Task goal: Look through the lines below, find those with the word "volume", and copy them.

Dataset entries
# # # # # # #
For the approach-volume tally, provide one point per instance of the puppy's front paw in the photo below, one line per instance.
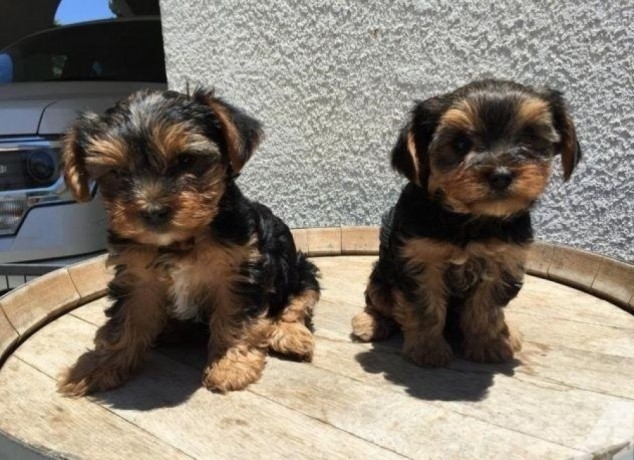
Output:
(436, 353)
(92, 372)
(234, 371)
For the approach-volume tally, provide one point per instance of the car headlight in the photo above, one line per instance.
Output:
(29, 176)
# # # # # # #
Solution to this task:
For the approach-volume tally, provide one point per instance of the puppy's front paw in the photo below, one line per instance.
For the approach-volume tally, provide one point per instance of the car headlight in the photo above, one line per instance.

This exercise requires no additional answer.